Document →
▽

Who polices our armed officers?

27 September 2023

12:52 AM

27 September 2023

12:52 AM

When is it acceptable for the police to kill? How do we regulate their use of lethal force? What is the right balance between accountability and legal protection for the police? These questions arise after a weekend in which up to 300 authorised firearms officers (AFOs) handed back their firearms permits to the Met, doing so in response to the prosecution of an officer in connection with the death of Chris Kaba.

Many have now returned and contingency measures, including AFO support from other forces and counterterrorism support from HM Armed Forces, have been shelved. However, a sudden stand-down by one-in-ten Met firearms officers is a significant event and likely to have far-reaching consequences.

The story begins on 5 September 2022, when 24-year-old Kaba was killed by a single gunshot wound sustained during an attempted police stop on the Audi he was driving. One week later, the Met announced the suspension of the AFO who fired the shot. The death of a young black man at the hands of police prompted protests and criticism from Kaba’s MP, Bell Ribeiro-Addy, that the force did not suspend the officer immediately.

△

Extracted data entries:

▽

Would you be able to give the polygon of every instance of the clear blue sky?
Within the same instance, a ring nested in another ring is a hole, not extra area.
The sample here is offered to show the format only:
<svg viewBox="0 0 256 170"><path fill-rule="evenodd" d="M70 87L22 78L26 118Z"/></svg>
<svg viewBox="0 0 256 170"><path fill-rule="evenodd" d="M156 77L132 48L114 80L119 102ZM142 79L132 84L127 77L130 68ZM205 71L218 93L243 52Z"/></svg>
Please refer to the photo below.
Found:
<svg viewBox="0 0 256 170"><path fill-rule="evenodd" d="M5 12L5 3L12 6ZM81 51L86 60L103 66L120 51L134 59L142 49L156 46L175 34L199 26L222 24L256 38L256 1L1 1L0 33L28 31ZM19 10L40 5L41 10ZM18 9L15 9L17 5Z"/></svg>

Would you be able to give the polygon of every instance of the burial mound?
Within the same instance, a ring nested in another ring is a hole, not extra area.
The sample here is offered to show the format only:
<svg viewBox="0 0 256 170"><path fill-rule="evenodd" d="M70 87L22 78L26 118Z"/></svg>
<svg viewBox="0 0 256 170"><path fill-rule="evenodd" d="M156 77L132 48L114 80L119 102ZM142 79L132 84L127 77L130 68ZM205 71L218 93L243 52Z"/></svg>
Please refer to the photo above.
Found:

△

Task brief → Proceed with the article on who polices armed officers, writing on from its last sentence. The rows play no part here.

Task result →
Police officers do not get to dictate the terms on which their conduct is scrutinised by launching an effective wildcat strike

The case was referred to the Crown Prosecution Service (CPS) in March and the officer, identified only as NX121, was charged with murder last week. AFOs have told superiors they are ‘worried about how the decision [to prosecute NX121] impacts on them, on their colleagues and on their families’. Hence the mass withdrawals from armed duty.

Before we turn to the questions we began with, here are some numbers and some perspective. Met AFOs make up 39 per cent of all armed officers in England and Wales but their number is dwindling. The force employs 2,595 firearms officers, 269 fewer than in 2019/20. All volunteer for firearms duty and may withdraw at any time. Met firearms operations are common but firearms discharges by police extremely rare. Between 2012/13 and 2022/23, the Met conducted 48,093 firearms operations but police firearms were intentionally discharged at another human being on only 26 occasions.


Met use of firearms force is rare compared to firearms offences and the size of population policed. In the year to March 2023, there were 705 firearms offences (possession and intent) recorded in London but only three incidents of police discharging firearms at suspects. For comparison, the NYPD deployed firearms force 62 times over the same time period, and while that force is universally armed, it polices a population 500,000 fewer than the Met.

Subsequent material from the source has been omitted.